Mariakutty was the first to be discharged, on April 6. Mustafa was discharged on April 9. Mariakuty had developed severe respiratory distress that threatened to blow up into pneumonia but Mustafa had only cold-like symptoms. She was in the hospital for 28 days but he got out in 12. 

Infection blockers

In spite of all these differences, there was one aspect of the illness that was common to both. They did not infect a second person. Mustafa's was, in a way, understandable because of the precautions he had taken but Mariakutty's zero infective nature was a tremendous relief to the district administration. 

Nearly 500 people, almost all of them she met along the way from the airport, were asked to quarantine themselves. Their quarantine stage is over and none has shown even the mildest of COVID-19 symptoms. 

“It is a big relief,” said Faizal, Mariakutty's son-in-law in whose house she is now undergoing her mandatory post-recovery quarantine. “At that time (March 9), the virus fears were not this large and no one at the airport had told umma (mother) to isolate herself or to keep away from people. She was just doing what was normal for anyone returning after the umrah. Bad things were spoken about her in social media but close relatives and friends know she did not do this on purpose,” Faizal said.

Tale of two COVID-19 survivors in Malappuram with contrasting travel histories
Mariakutty waves to the Manjeri Medical College Hospital staff while leaving for home on April 6, after being cured of COVID-19. Photo: Sameer A Hameed

We could not talk to Mariakutty as Faizal said she was weak. “There is no fever or cough but she is very tired. We had called up the doctor and he said there was nothing to worry. He asked me to call if she continued to feel weak even after two days,” Faizal said.

Unsolved mystery

Mustafa, who is also in home quarantine, feels normal and healthy. He is also relieved that he had not infected his wife and kids. However, he is lost when he attempts to trace the source of his infection. 

He said he and his friend were driven to the Sharjah airport, a 45-minute drive from Dubai, by their close friend. “It was an air-conditioned car and we were not using masks. And like any ordinary friends we were talking all the way. But neither the friend who travelled with me in the Air Arabia flight nor the friend who drove us to the airport have the illness,” Mustafa said.

Mustafa, who jointly runs a small tourist taxi service for top-end hotels in Dubai, said he had also shook hands with his colleagues and chatted with them for over an hour the day before he left for Kerala. “They, too, have shown no signs of the disease,” he said. But he said he had used masks and sanitisers in his car while ferrying clients to five-star hotels. 

Feeble symptoms

Tale of two COVID-19 survivors in Malappuram with contrasting travel histories
Mustafa gives a thumbs up to Manjeri Medical College Hospital staff before leaving for his home after being cured of COVID-19. Photo: Sameer A Hameed

The only major symptom Mustafa felt was a “fever-like feeling” on the night of his arrival. “I called up the Ponmandam government hospital and the doctor asked me to have gruel, and then to get a nice sleep. I sweated profusely in the night, and my fever subsided. But still, the doctors asked me to come over and give a sample,” Mustafa said. 

Since he did not want to put others at risk, he called an ambulance to take him to the Tirur Government Hospital. There, his blood and throat serum and X-ray were taken. Now, the return home was a problem. There was no ambulance to take him back but there were autorickshaws. “I thought if I got into an auto, the driver and those who use the auto after me would be put at risk,” Mustafa. So he waited for three hours for the ambulance to arrive.

Moon walkers

Five days later he was called and told his sample had tested positive. At that point, and even later in the hospital, the only problem he had was a running nose, and this too not frequently. “In about an hour an ambulance came for me to take me to Manjeri Medical College,” he said.

Mustafa said his stay at the hospital was nearly surreal. “In their strange-looking protective gears, like people on the moon, it was hard to differentiate people. The doctor, the nurse and the attender who comes to clean my room, all looked the same until they talked,” he said.

**EXTRACTED ENTRIES:**
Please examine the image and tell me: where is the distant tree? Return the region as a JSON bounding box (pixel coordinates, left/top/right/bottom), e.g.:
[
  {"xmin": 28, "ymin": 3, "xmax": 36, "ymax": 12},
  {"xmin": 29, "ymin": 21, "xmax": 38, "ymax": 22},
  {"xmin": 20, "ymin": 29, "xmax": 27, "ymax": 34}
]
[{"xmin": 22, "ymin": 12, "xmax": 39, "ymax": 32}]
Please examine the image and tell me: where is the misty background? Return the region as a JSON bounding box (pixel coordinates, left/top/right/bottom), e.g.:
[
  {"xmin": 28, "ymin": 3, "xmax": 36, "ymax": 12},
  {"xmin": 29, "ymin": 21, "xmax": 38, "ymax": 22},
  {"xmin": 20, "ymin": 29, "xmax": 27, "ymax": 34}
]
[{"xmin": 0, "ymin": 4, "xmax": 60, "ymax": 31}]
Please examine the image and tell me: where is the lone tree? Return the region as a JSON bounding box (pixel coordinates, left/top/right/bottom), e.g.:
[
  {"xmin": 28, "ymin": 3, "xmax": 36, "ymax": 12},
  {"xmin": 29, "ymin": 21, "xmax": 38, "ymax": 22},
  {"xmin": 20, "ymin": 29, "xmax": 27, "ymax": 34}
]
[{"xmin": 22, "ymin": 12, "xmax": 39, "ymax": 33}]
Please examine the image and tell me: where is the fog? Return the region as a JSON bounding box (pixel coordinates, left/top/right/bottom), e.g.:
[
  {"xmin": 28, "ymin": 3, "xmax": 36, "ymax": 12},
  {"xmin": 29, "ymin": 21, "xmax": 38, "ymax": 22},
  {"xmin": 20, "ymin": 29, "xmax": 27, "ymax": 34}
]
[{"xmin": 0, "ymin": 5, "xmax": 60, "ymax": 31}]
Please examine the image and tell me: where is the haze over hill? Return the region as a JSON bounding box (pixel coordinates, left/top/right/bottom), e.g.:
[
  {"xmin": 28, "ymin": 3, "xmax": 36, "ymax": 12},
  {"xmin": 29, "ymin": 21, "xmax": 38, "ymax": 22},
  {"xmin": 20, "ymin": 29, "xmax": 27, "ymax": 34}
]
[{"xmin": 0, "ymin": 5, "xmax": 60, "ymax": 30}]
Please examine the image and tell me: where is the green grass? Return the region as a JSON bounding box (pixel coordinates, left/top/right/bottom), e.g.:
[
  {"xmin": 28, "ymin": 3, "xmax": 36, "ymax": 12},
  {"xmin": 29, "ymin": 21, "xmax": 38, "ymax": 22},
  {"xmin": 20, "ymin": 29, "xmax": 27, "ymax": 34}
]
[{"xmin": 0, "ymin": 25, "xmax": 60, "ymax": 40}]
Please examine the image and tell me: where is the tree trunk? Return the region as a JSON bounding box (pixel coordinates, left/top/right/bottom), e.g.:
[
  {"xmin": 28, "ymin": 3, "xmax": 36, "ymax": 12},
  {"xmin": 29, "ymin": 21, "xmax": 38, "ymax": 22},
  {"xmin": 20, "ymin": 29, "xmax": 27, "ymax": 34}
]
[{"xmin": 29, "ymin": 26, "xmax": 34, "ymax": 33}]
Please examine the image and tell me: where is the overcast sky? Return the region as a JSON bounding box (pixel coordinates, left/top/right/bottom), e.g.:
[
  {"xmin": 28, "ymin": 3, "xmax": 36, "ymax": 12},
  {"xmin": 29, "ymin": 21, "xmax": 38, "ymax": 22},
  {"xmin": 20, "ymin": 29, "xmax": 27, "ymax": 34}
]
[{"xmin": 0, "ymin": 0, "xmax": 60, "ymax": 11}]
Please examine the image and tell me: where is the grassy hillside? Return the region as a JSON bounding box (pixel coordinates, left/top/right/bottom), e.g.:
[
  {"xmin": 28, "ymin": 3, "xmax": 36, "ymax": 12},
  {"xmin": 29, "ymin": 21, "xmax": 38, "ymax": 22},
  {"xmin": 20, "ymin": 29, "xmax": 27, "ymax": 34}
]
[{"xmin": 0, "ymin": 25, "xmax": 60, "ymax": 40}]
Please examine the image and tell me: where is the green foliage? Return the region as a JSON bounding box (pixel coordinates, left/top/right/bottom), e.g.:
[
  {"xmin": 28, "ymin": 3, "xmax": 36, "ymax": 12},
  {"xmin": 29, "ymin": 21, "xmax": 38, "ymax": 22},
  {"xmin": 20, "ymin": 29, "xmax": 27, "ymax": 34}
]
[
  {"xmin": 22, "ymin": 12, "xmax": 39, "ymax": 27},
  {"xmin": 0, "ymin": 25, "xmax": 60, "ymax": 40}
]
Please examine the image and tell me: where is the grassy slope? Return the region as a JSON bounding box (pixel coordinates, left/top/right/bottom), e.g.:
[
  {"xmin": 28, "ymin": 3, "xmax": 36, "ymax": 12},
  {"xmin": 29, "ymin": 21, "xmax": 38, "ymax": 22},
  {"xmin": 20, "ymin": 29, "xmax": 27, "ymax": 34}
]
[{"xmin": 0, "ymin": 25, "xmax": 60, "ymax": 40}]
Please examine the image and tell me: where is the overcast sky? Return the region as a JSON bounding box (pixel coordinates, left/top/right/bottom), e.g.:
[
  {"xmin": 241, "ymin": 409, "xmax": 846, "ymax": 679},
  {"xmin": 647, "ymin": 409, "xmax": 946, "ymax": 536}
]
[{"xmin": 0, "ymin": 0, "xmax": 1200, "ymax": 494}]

**DIRECTIONS FOR THIS TASK:** Transcribe everything from "The only major" down to "ambulance to arrive." in the text above about the two COVID-19 survivors in Malappuram.

**ANSWER BOX:**
The only major symptom Mustafa felt was a “fever-like feeling” on the night of his arrival. “I called up the Ponmandam government hospital and the doctor asked me to have gruel, and then to get a nice sleep. I sweated profusely in the night, and my fever subsided. But still, the doctors asked me to come over and give a sample,” Mustafa said. 

Since he did not want to put others at risk, he called an ambulance to take him to the Tirur Government Hospital. There, his blood and throat serum and X-ray were taken. Now, the return home was a problem. There was no ambulance to take him back but there were autorickshaws. “I thought if I got into an auto, the driver and those who use the auto after me would be put at risk,” Mustafa. So he waited for three hours for the ambulance to arrive.